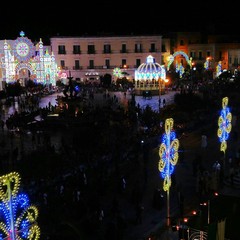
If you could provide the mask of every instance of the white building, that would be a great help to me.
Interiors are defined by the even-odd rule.
[[[50,45],[63,75],[94,82],[120,68],[131,80],[150,54],[162,64],[162,36],[52,37]],[[164,50],[166,54],[166,50]]]

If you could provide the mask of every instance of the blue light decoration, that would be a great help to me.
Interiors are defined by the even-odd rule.
[[[231,122],[232,122],[232,113],[230,112],[230,109],[228,107],[228,97],[224,97],[222,99],[222,110],[218,118],[218,130],[217,130],[217,135],[221,143],[220,151],[223,151],[224,154],[227,150],[227,140],[232,130]]]
[[[174,171],[174,166],[177,164],[179,155],[179,140],[173,131],[173,123],[172,118],[165,120],[165,133],[162,136],[162,143],[159,148],[160,161],[158,169],[161,172],[161,177],[164,179],[164,191],[168,191],[171,187],[171,175]]]
[[[122,78],[123,77],[122,70],[118,67],[115,67],[113,69],[113,75],[117,78]]]
[[[38,210],[26,194],[18,194],[20,177],[11,172],[0,177],[0,240],[37,240],[40,228]]]
[[[222,73],[222,61],[219,61],[216,66],[216,77],[218,77]]]

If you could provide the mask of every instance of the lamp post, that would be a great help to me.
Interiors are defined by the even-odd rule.
[[[178,161],[179,140],[173,131],[173,119],[165,120],[165,133],[162,136],[162,143],[159,148],[160,161],[158,169],[161,172],[163,181],[163,190],[167,192],[167,227],[170,227],[170,187],[171,174]]]

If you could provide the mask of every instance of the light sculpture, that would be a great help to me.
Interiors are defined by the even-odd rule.
[[[38,209],[29,204],[26,194],[18,194],[20,176],[11,172],[0,177],[0,240],[37,240]]]
[[[113,69],[113,75],[117,78],[123,77],[122,70],[118,67]]]
[[[220,151],[223,151],[224,155],[227,150],[227,140],[229,138],[229,133],[231,132],[232,129],[231,122],[232,114],[228,107],[228,97],[224,97],[222,99],[222,110],[218,118],[218,130],[217,130],[217,135],[221,143]]]
[[[167,226],[170,226],[170,206],[169,206],[169,190],[171,187],[171,175],[174,166],[178,161],[179,140],[173,131],[174,121],[172,118],[165,120],[165,133],[162,136],[162,143],[159,148],[160,161],[158,169],[161,173],[163,181],[163,190],[167,192]]]

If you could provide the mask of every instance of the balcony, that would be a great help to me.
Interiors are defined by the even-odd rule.
[[[73,70],[82,70],[83,67],[82,66],[73,66]]]
[[[81,51],[73,51],[73,54],[81,54]]]
[[[64,51],[64,50],[58,51],[58,54],[59,54],[59,55],[60,55],[60,54],[66,54],[66,51]]]

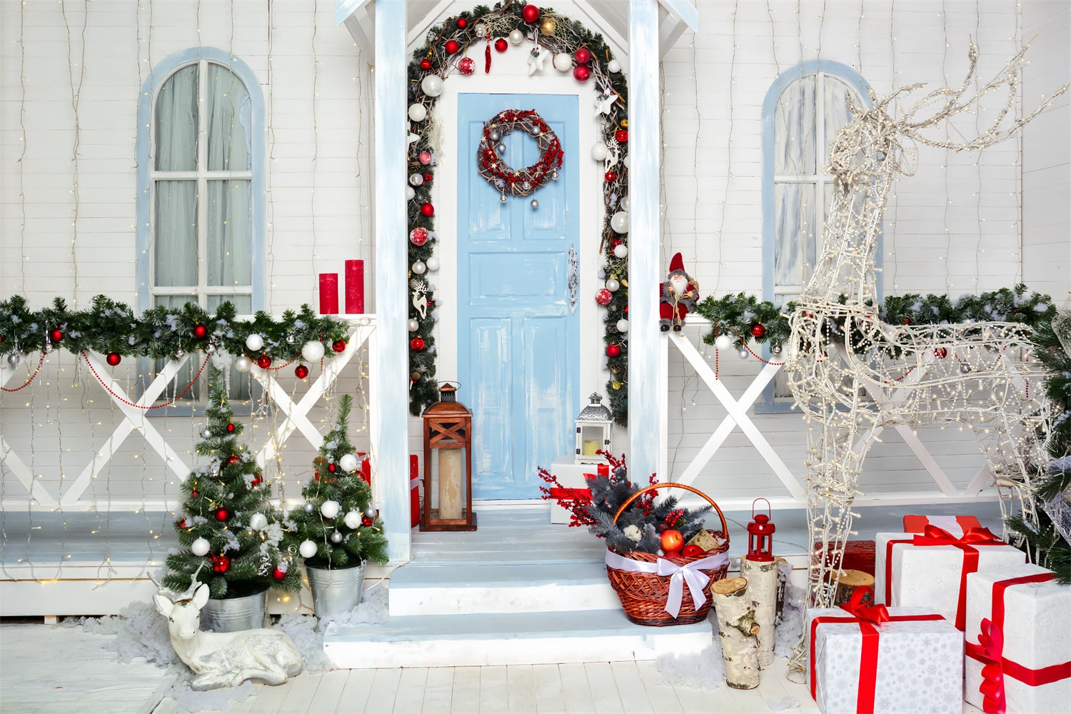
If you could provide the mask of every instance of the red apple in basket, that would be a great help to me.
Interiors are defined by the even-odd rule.
[[[707,552],[703,549],[703,546],[697,546],[694,543],[689,543],[684,546],[684,549],[680,551],[680,555],[684,558],[697,558],[703,553]]]
[[[684,547],[684,536],[672,528],[662,531],[662,550],[667,555],[680,552]]]

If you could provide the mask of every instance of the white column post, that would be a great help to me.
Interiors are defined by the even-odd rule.
[[[375,236],[379,408],[372,412],[376,477],[392,563],[409,552],[409,404],[406,339],[405,0],[378,0],[376,22]]]
[[[629,2],[629,472],[658,469],[659,405],[659,5]],[[667,474],[659,474],[665,477]]]

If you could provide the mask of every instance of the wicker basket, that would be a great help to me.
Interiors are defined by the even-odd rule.
[[[729,531],[725,523],[725,514],[722,513],[722,510],[718,507],[718,504],[714,503],[709,496],[685,484],[667,482],[652,484],[647,488],[639,489],[633,493],[628,501],[621,504],[621,507],[614,514],[614,520],[617,520],[624,510],[628,508],[629,505],[637,498],[648,491],[660,488],[683,488],[696,493],[697,496],[702,496],[709,501],[710,505],[712,505],[714,511],[718,512],[718,517],[722,520],[722,530],[714,531],[713,534],[719,541],[724,541],[716,548],[712,548],[704,552],[702,556],[693,556],[691,558],[684,558],[683,556],[657,556],[654,553],[642,551],[618,552],[616,550],[612,550],[612,552],[615,552],[622,558],[628,558],[629,560],[647,563],[655,563],[660,559],[666,559],[670,562],[677,563],[678,565],[685,565],[688,563],[702,560],[703,558],[725,552],[729,549]],[[692,595],[689,592],[689,589],[684,588],[680,612],[678,612],[677,617],[674,618],[665,610],[666,601],[669,596],[669,576],[662,576],[655,573],[634,573],[632,571],[616,568],[609,564],[606,565],[606,574],[609,576],[609,583],[613,586],[614,592],[617,593],[617,596],[621,601],[621,607],[624,608],[625,617],[637,625],[650,625],[653,627],[664,627],[666,625],[687,625],[706,620],[707,613],[710,612],[710,586],[713,584],[715,580],[724,578],[728,569],[729,566],[728,563],[726,563],[725,565],[714,569],[700,571],[710,577],[710,582],[708,582],[707,587],[704,589],[704,592],[707,593],[707,599],[699,606],[698,609],[696,609],[695,604],[692,602]]]

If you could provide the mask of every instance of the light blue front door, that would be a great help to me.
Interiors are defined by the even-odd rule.
[[[478,172],[477,148],[484,122],[504,109],[539,112],[564,163],[557,181],[503,202]],[[579,315],[570,304],[569,253],[579,252],[577,120],[575,95],[458,96],[458,398],[472,410],[474,498],[538,498],[536,467],[575,446]],[[514,169],[539,159],[524,132],[503,143]]]

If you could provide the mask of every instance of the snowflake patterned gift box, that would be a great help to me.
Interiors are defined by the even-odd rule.
[[[964,699],[985,712],[1067,712],[1071,586],[1038,565],[967,576]]]
[[[927,607],[962,631],[967,575],[1026,562],[1026,555],[985,528],[956,537],[935,526],[924,533],[878,533],[874,590],[880,603]]]
[[[922,607],[806,611],[808,686],[825,714],[961,714],[963,633]]]

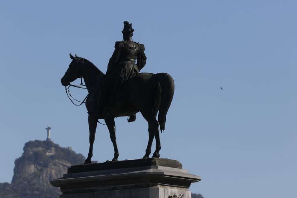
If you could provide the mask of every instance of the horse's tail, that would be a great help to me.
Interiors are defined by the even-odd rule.
[[[166,115],[171,104],[174,93],[174,82],[170,75],[166,73],[156,74],[158,80],[161,87],[161,103],[158,116],[158,121],[160,125],[161,132],[165,129]]]

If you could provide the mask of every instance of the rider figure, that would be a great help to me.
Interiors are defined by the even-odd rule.
[[[106,75],[116,72],[122,83],[139,73],[146,63],[144,45],[133,41],[133,31],[132,23],[124,21],[124,28],[122,31],[124,40],[116,42],[114,51],[107,66]],[[131,115],[128,122],[136,119],[136,115]]]

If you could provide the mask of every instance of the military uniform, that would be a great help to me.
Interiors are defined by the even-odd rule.
[[[121,82],[127,80],[145,65],[144,45],[130,41],[116,42],[115,50],[109,59],[106,75],[116,72]],[[136,59],[137,63],[135,63]]]

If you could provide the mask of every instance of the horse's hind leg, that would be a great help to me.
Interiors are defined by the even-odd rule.
[[[95,141],[95,136],[96,133],[96,128],[97,127],[97,121],[95,117],[89,115],[88,118],[89,129],[90,131],[90,148],[88,157],[85,161],[85,164],[90,164],[92,162],[91,158],[93,157],[93,145]]]
[[[109,118],[105,119],[105,123],[107,125],[107,127],[109,131],[110,140],[113,145],[113,149],[114,150],[114,157],[113,159],[113,161],[117,161],[119,157],[119,150],[118,150],[118,145],[116,144],[116,125],[114,123],[114,118]]]
[[[146,120],[148,123],[148,143],[147,147],[146,150],[146,154],[143,156],[144,158],[147,158],[149,157],[149,156],[151,154],[151,145],[153,143],[154,138],[156,135],[156,134],[159,134],[159,123],[156,119],[155,115],[153,115],[151,113],[150,114],[142,112],[142,115],[145,119]],[[153,157],[159,157],[160,155],[159,154],[159,152],[161,148],[161,144],[160,143],[160,139],[159,138],[159,144],[158,144],[156,141],[156,151],[157,150],[157,153],[158,156],[156,156],[155,153],[156,151],[155,151]]]

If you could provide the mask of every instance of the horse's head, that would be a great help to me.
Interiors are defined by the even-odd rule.
[[[66,71],[64,76],[61,79],[61,83],[63,86],[67,86],[77,78],[82,77],[82,67],[84,63],[84,58],[76,56],[75,57],[71,53],[69,55],[72,61],[69,65],[69,67]]]

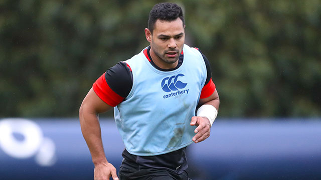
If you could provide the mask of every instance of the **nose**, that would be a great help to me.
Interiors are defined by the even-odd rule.
[[[169,42],[169,48],[175,48],[177,46],[176,45],[176,42],[174,38],[171,38],[170,39],[170,41]]]

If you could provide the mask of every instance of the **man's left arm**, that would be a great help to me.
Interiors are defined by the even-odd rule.
[[[196,134],[193,138],[195,143],[204,140],[210,136],[211,126],[217,115],[220,106],[220,98],[216,90],[209,96],[200,98],[197,116],[193,116],[191,126],[197,126],[194,132]]]

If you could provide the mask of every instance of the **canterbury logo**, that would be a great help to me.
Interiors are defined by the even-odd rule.
[[[162,81],[162,88],[165,92],[169,92],[185,88],[187,83],[184,83],[180,80],[178,80],[179,77],[184,76],[184,74],[180,74],[173,76],[171,78],[164,78]]]

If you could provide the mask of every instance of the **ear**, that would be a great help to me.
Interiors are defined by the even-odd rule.
[[[151,42],[151,32],[147,28],[145,28],[145,36],[147,41],[150,42]]]

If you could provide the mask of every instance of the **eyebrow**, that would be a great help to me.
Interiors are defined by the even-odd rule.
[[[184,34],[184,32],[181,32],[178,34],[174,36],[174,37],[180,36],[182,36]],[[158,35],[157,36],[157,37],[158,38],[168,38],[168,37],[170,37],[170,36],[167,36],[167,35],[164,35],[164,34],[160,34],[160,35]]]

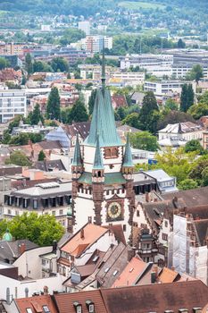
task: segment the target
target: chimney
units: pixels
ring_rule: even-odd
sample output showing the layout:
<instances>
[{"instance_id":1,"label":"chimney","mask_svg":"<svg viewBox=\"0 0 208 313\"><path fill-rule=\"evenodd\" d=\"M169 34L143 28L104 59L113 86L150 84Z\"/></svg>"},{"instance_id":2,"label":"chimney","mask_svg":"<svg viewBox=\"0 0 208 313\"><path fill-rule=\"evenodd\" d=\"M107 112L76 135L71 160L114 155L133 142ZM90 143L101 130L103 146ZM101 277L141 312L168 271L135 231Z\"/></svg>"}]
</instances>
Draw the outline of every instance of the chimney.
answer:
<instances>
[{"instance_id":1,"label":"chimney","mask_svg":"<svg viewBox=\"0 0 208 313\"><path fill-rule=\"evenodd\" d=\"M57 241L53 241L53 251L56 251L57 250Z\"/></svg>"},{"instance_id":2,"label":"chimney","mask_svg":"<svg viewBox=\"0 0 208 313\"><path fill-rule=\"evenodd\" d=\"M85 238L84 228L82 228L82 229L80 230L80 238L81 238L81 239L84 239L84 238Z\"/></svg>"},{"instance_id":3,"label":"chimney","mask_svg":"<svg viewBox=\"0 0 208 313\"><path fill-rule=\"evenodd\" d=\"M151 283L156 283L156 275L154 272L151 273Z\"/></svg>"},{"instance_id":4,"label":"chimney","mask_svg":"<svg viewBox=\"0 0 208 313\"><path fill-rule=\"evenodd\" d=\"M146 202L149 202L149 192L146 192Z\"/></svg>"},{"instance_id":5,"label":"chimney","mask_svg":"<svg viewBox=\"0 0 208 313\"><path fill-rule=\"evenodd\" d=\"M44 286L44 295L47 295L47 294L48 294L48 287Z\"/></svg>"},{"instance_id":6,"label":"chimney","mask_svg":"<svg viewBox=\"0 0 208 313\"><path fill-rule=\"evenodd\" d=\"M157 278L158 278L158 266L157 265L154 266L153 271L155 273L155 279L157 280Z\"/></svg>"},{"instance_id":7,"label":"chimney","mask_svg":"<svg viewBox=\"0 0 208 313\"><path fill-rule=\"evenodd\" d=\"M20 254L21 255L22 253L24 253L25 252L25 243L24 242L22 242L22 243L21 243L21 245L19 246L19 248L20 248Z\"/></svg>"},{"instance_id":8,"label":"chimney","mask_svg":"<svg viewBox=\"0 0 208 313\"><path fill-rule=\"evenodd\" d=\"M195 220L196 220L196 221L199 221L199 220L200 220L200 217L199 217L199 215L198 215L198 214L196 215Z\"/></svg>"},{"instance_id":9,"label":"chimney","mask_svg":"<svg viewBox=\"0 0 208 313\"><path fill-rule=\"evenodd\" d=\"M172 199L172 204L174 206L174 207L178 207L178 198L177 197L174 197L173 199Z\"/></svg>"},{"instance_id":10,"label":"chimney","mask_svg":"<svg viewBox=\"0 0 208 313\"><path fill-rule=\"evenodd\" d=\"M131 260L132 258L135 257L136 255L136 248L131 248L129 250L128 250L128 262L129 262Z\"/></svg>"}]
</instances>

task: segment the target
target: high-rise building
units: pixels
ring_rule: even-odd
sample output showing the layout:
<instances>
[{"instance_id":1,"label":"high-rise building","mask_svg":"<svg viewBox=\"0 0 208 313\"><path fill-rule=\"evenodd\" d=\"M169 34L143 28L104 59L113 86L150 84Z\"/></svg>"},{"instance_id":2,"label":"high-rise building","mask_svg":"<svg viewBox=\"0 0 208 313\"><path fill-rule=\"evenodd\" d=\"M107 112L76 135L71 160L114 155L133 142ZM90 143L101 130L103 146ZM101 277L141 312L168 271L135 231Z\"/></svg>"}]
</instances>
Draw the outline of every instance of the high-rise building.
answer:
<instances>
[{"instance_id":1,"label":"high-rise building","mask_svg":"<svg viewBox=\"0 0 208 313\"><path fill-rule=\"evenodd\" d=\"M98 225L121 224L126 240L130 239L135 206L133 168L129 140L124 145L116 131L103 56L102 87L96 91L89 135L81 145L77 139L75 147L71 232L87 221Z\"/></svg>"},{"instance_id":2,"label":"high-rise building","mask_svg":"<svg viewBox=\"0 0 208 313\"><path fill-rule=\"evenodd\" d=\"M87 36L90 34L90 22L88 21L79 21L78 28L83 30Z\"/></svg>"},{"instance_id":3,"label":"high-rise building","mask_svg":"<svg viewBox=\"0 0 208 313\"><path fill-rule=\"evenodd\" d=\"M7 123L16 115L26 117L24 90L0 90L0 123Z\"/></svg>"}]
</instances>

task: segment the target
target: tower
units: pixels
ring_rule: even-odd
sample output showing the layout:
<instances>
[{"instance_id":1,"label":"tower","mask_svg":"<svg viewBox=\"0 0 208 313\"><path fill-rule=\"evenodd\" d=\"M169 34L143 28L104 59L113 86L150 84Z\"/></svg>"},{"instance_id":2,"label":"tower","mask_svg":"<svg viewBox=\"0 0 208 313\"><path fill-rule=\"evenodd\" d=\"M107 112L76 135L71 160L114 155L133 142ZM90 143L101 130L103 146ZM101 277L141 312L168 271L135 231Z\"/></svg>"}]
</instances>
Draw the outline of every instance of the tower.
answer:
<instances>
[{"instance_id":1,"label":"tower","mask_svg":"<svg viewBox=\"0 0 208 313\"><path fill-rule=\"evenodd\" d=\"M81 148L77 140L72 164L74 229L88 220L99 225L121 224L129 241L135 206L134 166L129 136L124 145L116 131L104 53L102 86L96 90L89 135Z\"/></svg>"}]
</instances>

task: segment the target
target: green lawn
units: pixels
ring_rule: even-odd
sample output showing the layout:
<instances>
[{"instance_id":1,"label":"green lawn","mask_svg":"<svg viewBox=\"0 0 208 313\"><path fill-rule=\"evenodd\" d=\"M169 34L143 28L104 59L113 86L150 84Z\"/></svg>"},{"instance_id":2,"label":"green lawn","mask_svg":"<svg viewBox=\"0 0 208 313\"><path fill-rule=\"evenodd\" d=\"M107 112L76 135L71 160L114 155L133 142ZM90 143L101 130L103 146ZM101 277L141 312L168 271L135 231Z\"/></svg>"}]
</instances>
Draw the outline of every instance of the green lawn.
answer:
<instances>
[{"instance_id":1,"label":"green lawn","mask_svg":"<svg viewBox=\"0 0 208 313\"><path fill-rule=\"evenodd\" d=\"M160 4L153 4L147 2L131 2L131 1L123 1L119 4L119 6L127 8L129 10L140 10L140 9L152 9L152 10L163 10L165 5Z\"/></svg>"}]
</instances>

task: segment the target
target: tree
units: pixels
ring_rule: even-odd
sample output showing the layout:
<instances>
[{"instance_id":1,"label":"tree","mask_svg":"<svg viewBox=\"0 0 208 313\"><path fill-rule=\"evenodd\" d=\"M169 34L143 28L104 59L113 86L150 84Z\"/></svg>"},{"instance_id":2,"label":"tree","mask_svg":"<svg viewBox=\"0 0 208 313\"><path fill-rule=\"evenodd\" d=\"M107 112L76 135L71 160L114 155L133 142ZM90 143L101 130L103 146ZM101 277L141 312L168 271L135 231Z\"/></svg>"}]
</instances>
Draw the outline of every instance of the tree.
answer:
<instances>
[{"instance_id":1,"label":"tree","mask_svg":"<svg viewBox=\"0 0 208 313\"><path fill-rule=\"evenodd\" d=\"M10 155L10 157L5 160L6 165L15 165L19 166L29 166L31 165L30 161L28 159L26 155L21 151L14 151Z\"/></svg>"},{"instance_id":2,"label":"tree","mask_svg":"<svg viewBox=\"0 0 208 313\"><path fill-rule=\"evenodd\" d=\"M190 178L187 178L186 180L180 182L180 183L179 184L179 189L180 190L187 190L197 187L197 182Z\"/></svg>"},{"instance_id":3,"label":"tree","mask_svg":"<svg viewBox=\"0 0 208 313\"><path fill-rule=\"evenodd\" d=\"M25 70L28 72L28 76L29 76L33 72L33 63L30 54L27 54L25 55Z\"/></svg>"},{"instance_id":4,"label":"tree","mask_svg":"<svg viewBox=\"0 0 208 313\"><path fill-rule=\"evenodd\" d=\"M96 102L96 89L93 89L92 92L91 92L91 95L89 97L89 100L88 100L89 115L91 115L92 113L93 113L94 105L95 105L95 102Z\"/></svg>"},{"instance_id":5,"label":"tree","mask_svg":"<svg viewBox=\"0 0 208 313\"><path fill-rule=\"evenodd\" d=\"M147 91L139 113L139 123L143 131L155 132L155 113L159 113L156 98L152 91Z\"/></svg>"},{"instance_id":6,"label":"tree","mask_svg":"<svg viewBox=\"0 0 208 313\"><path fill-rule=\"evenodd\" d=\"M195 162L195 166L189 173L189 178L196 180L199 184L201 184L203 180L202 173L206 167L208 167L207 156L201 156Z\"/></svg>"},{"instance_id":7,"label":"tree","mask_svg":"<svg viewBox=\"0 0 208 313\"><path fill-rule=\"evenodd\" d=\"M54 72L69 72L69 63L63 57L54 57L51 62L51 67Z\"/></svg>"},{"instance_id":8,"label":"tree","mask_svg":"<svg viewBox=\"0 0 208 313\"><path fill-rule=\"evenodd\" d=\"M160 148L157 143L157 138L148 131L129 133L129 139L135 148L147 151L157 151Z\"/></svg>"},{"instance_id":9,"label":"tree","mask_svg":"<svg viewBox=\"0 0 208 313\"><path fill-rule=\"evenodd\" d=\"M139 129L140 123L138 118L138 113L131 113L130 114L127 115L124 120L122 120L122 125L129 125Z\"/></svg>"},{"instance_id":10,"label":"tree","mask_svg":"<svg viewBox=\"0 0 208 313\"><path fill-rule=\"evenodd\" d=\"M200 154L202 154L204 151L204 148L200 141L197 140L192 140L186 143L185 152L193 152L193 151L198 151Z\"/></svg>"},{"instance_id":11,"label":"tree","mask_svg":"<svg viewBox=\"0 0 208 313\"><path fill-rule=\"evenodd\" d=\"M60 113L59 90L56 87L53 87L47 99L46 117L59 120Z\"/></svg>"},{"instance_id":12,"label":"tree","mask_svg":"<svg viewBox=\"0 0 208 313\"><path fill-rule=\"evenodd\" d=\"M187 113L180 111L165 111L161 114L161 118L157 124L157 130L162 130L166 127L168 124L174 124L182 122L192 122L195 123L195 119L188 114Z\"/></svg>"},{"instance_id":13,"label":"tree","mask_svg":"<svg viewBox=\"0 0 208 313\"><path fill-rule=\"evenodd\" d=\"M46 155L44 153L44 150L41 150L38 154L38 161L44 161L46 158Z\"/></svg>"},{"instance_id":14,"label":"tree","mask_svg":"<svg viewBox=\"0 0 208 313\"><path fill-rule=\"evenodd\" d=\"M72 122L77 123L88 121L88 114L87 109L85 107L84 103L80 99L78 99L72 106L69 114L69 123L71 123Z\"/></svg>"},{"instance_id":15,"label":"tree","mask_svg":"<svg viewBox=\"0 0 208 313\"><path fill-rule=\"evenodd\" d=\"M208 166L202 172L203 186L208 186Z\"/></svg>"},{"instance_id":16,"label":"tree","mask_svg":"<svg viewBox=\"0 0 208 313\"><path fill-rule=\"evenodd\" d=\"M169 109L169 110L173 110L173 111L179 110L178 103L171 98L169 98L166 100L164 106L166 109Z\"/></svg>"},{"instance_id":17,"label":"tree","mask_svg":"<svg viewBox=\"0 0 208 313\"><path fill-rule=\"evenodd\" d=\"M63 227L51 215L37 216L32 212L23 213L7 221L7 226L15 240L29 239L39 246L49 246L59 241L64 233ZM4 230L4 221L0 222L0 230Z\"/></svg>"},{"instance_id":18,"label":"tree","mask_svg":"<svg viewBox=\"0 0 208 313\"><path fill-rule=\"evenodd\" d=\"M180 111L187 112L194 105L195 94L192 85L184 84L180 95Z\"/></svg>"},{"instance_id":19,"label":"tree","mask_svg":"<svg viewBox=\"0 0 208 313\"><path fill-rule=\"evenodd\" d=\"M37 104L34 110L29 114L29 119L31 125L37 125L39 122L44 123L44 117L41 114L38 104Z\"/></svg>"},{"instance_id":20,"label":"tree","mask_svg":"<svg viewBox=\"0 0 208 313\"><path fill-rule=\"evenodd\" d=\"M186 47L186 43L181 38L179 38L177 43L177 47L179 49L184 49Z\"/></svg>"},{"instance_id":21,"label":"tree","mask_svg":"<svg viewBox=\"0 0 208 313\"><path fill-rule=\"evenodd\" d=\"M175 152L169 148L162 155L156 154L157 164L154 167L162 168L169 175L176 177L179 183L187 178L192 178L188 175L195 166L196 156L196 152L185 153L183 148L179 148Z\"/></svg>"},{"instance_id":22,"label":"tree","mask_svg":"<svg viewBox=\"0 0 208 313\"><path fill-rule=\"evenodd\" d=\"M187 113L196 120L198 120L202 116L208 115L208 105L204 103L194 105L188 109Z\"/></svg>"},{"instance_id":23,"label":"tree","mask_svg":"<svg viewBox=\"0 0 208 313\"><path fill-rule=\"evenodd\" d=\"M4 57L0 57L0 71L4 69L5 67L9 67L10 66L10 63L9 61L4 58Z\"/></svg>"}]
</instances>

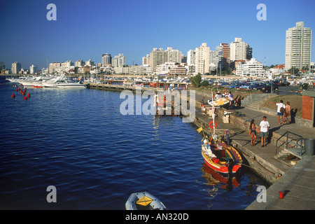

-------

Identify every line above that contains the word "outline", and copy each of those lines in full. Case counts.

▶ [TASK RESULT]:
Draw the outline of every instance of the chimney.
Draw the outline of every instance of the high-rise building.
Draw the outline of every instance of the tower.
Draw the outline of every instance of the green lawn.
Draw the outline of every instance of the tree.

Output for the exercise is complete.